WHAT IS BEING ASKED:
Echo every one of the rows below verbatim, without changing a single character.

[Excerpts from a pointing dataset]

▽

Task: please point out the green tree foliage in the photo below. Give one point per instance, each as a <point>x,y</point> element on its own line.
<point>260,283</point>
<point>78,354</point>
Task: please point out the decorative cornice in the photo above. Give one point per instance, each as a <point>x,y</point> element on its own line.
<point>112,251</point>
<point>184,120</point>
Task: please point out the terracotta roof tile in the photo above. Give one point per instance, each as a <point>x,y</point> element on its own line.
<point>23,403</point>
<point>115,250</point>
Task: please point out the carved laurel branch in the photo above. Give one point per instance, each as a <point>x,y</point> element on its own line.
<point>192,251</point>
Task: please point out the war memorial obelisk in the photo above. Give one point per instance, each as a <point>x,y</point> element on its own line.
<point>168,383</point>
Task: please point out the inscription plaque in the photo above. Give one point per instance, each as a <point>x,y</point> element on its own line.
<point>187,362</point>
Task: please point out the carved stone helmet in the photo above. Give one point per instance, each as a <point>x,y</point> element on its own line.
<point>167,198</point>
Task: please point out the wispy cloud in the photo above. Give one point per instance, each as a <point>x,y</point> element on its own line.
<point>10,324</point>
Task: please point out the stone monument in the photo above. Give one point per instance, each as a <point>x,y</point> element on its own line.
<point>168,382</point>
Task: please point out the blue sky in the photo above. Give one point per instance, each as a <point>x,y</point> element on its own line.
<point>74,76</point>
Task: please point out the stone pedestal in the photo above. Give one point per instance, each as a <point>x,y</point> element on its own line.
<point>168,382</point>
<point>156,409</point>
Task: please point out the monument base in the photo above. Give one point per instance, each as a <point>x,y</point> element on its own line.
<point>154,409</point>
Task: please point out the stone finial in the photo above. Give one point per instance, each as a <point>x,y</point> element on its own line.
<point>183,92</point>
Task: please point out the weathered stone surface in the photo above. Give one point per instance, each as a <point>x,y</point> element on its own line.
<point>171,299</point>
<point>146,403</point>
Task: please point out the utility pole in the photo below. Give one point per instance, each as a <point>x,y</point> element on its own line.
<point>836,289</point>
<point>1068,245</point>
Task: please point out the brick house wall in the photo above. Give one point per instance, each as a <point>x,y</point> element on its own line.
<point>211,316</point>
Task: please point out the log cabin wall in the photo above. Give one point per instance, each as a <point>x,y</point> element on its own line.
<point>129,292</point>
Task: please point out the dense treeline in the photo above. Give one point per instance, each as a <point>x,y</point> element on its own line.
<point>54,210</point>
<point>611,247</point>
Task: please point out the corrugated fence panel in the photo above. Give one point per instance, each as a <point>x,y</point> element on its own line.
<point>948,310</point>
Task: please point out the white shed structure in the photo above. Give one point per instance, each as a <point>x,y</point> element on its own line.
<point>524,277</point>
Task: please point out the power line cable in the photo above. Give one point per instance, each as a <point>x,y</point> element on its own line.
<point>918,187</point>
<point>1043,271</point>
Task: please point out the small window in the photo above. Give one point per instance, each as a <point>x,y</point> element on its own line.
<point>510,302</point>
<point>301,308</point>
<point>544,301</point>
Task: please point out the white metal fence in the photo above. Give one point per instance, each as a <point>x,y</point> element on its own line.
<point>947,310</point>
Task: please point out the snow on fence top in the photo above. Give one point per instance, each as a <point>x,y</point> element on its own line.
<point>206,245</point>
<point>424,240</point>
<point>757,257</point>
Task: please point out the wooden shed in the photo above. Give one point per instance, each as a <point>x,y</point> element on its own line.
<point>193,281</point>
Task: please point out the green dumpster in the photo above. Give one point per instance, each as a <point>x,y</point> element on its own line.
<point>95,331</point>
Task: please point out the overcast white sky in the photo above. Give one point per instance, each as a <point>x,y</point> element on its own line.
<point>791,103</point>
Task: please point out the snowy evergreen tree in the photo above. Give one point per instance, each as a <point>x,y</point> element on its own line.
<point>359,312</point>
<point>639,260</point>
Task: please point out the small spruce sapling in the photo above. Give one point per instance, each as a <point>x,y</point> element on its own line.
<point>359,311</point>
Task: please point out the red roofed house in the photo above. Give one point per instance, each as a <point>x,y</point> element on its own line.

△

EXERCISE RESPONSE:
Task: please point out the green tree foliage in the photo below. Give one point per instance, each as a <point>x,y</point> element on its own line.
<point>260,283</point>
<point>78,354</point>
Task: please point out the decorative cornice in the photo above. Give one point per instance, each as a <point>x,y</point> element on its own line.
<point>112,251</point>
<point>184,120</point>
Task: please point out the terracotta roof tile in the photo above. Give one point per instance, each as a <point>x,y</point> element on its own line.
<point>23,403</point>
<point>115,250</point>
Task: please point out the carved laurel branch in the photo above. Give one point per instance, each as a <point>x,y</point> element on its own line.
<point>192,251</point>
Task: please point out the war memorial obelisk in the photo above. Give one point per instance, each as a <point>x,y</point> element on its own line.
<point>168,383</point>
Task: please point out the inscription plaque in the photo above. Give one point per instance, each as a <point>x,y</point> element on its own line.
<point>187,362</point>
Task: please point out the carved stone helmet in the photo above. Give one point per instance, each as a <point>x,y</point> element on its own line.
<point>167,198</point>
Task: please point out the wispy cloud in the photo above. Give one point per instance, each as a <point>x,y</point> element on its own line.
<point>10,324</point>
Task: please point out the stone monument in the photo above. Give one point per instance, each as a <point>x,y</point> element on its own line.
<point>168,382</point>
Task: please point out the blue sky in the photo above. Give one point per instance, each as a <point>x,y</point> element on its own line.
<point>74,76</point>
Task: please point out the stone pedestal in the photo above. Give one point per instance, each as a <point>x,y</point> element on its own line.
<point>168,382</point>
<point>156,409</point>
Task: please point out the monument base in the photo above. Give one point per instance, each as a <point>x,y</point> element on its own line.
<point>154,409</point>
Task: please point out the stone finial in the photo above. Give one point per instance, each as a <point>x,y</point> element on its own line.
<point>183,92</point>
Task: please point out the weathered stone surface in the photo above. Give one point per instance, each as a <point>x,y</point> element on its own line.
<point>171,299</point>
<point>146,403</point>
Task: please point out the utility pole in the photo below. Give one point per instance, each as a <point>x,y</point> element on its own line.
<point>836,289</point>
<point>1068,245</point>
Task: please point out the brick house wall in the photo above. Give one point per instance, each as a <point>x,y</point> element on its own line.
<point>211,316</point>
Task: please point out the log cabin wall in the photo above. Give one point per instance, each as a <point>x,y</point> element on its own line.
<point>129,292</point>
Task: please point out the dense treeline in the photo above. Give one point per instance, each as a <point>x,y</point> element on its own line.
<point>54,210</point>
<point>611,247</point>
Task: please point out the corrugated fence panel in the photo above. Give one point per instance, each as a <point>x,y</point> element on its own line.
<point>948,310</point>
Task: please point out the white shed structure in the photo above. Give one point per instance, each as a <point>x,y</point> element on its own line.
<point>524,277</point>
Task: please point out the power line cable in the photo above. Give one point per instance, each as a <point>x,y</point> element on its own line.
<point>918,187</point>
<point>1043,271</point>
Task: please point out the small window in the photo above. Give one point per instance, each as a <point>x,y</point> element on its own line.
<point>510,302</point>
<point>301,308</point>
<point>544,301</point>
Task: please point out the white metal fence in the photo above. Give one point per instance, each as a <point>x,y</point> element on its own line.
<point>947,310</point>
Task: please point out the snow on fence top in the photo above. Give one point per instance, each as a <point>x,y</point> element on its own line.
<point>206,245</point>
<point>424,240</point>
<point>757,257</point>
Task: please point out the wooden shed in the photo above. Give one point per instance, each as a <point>x,y</point> element on its own line.
<point>193,281</point>
Task: please point out the green dumpster in the photo above. Give one point per instance, each as a <point>x,y</point> element on its own line.
<point>95,331</point>
Task: please point out the overcast white sky in the photo above. Give one point per instance, each as a <point>x,y</point> element on its own line.
<point>791,103</point>
Task: please point out the snowy evergreen tree in the photo above. Give one point per instance, each as a <point>x,y</point> element on its own line.
<point>359,312</point>
<point>639,260</point>
Task: please point out the small spruce sapling in the photo above. Give one point per instance, each as a <point>x,y</point> element on its own line.
<point>359,311</point>
Task: please point out the red roofed house in the photo above. Give one point per instance, each as a <point>x,y</point> element on its own line.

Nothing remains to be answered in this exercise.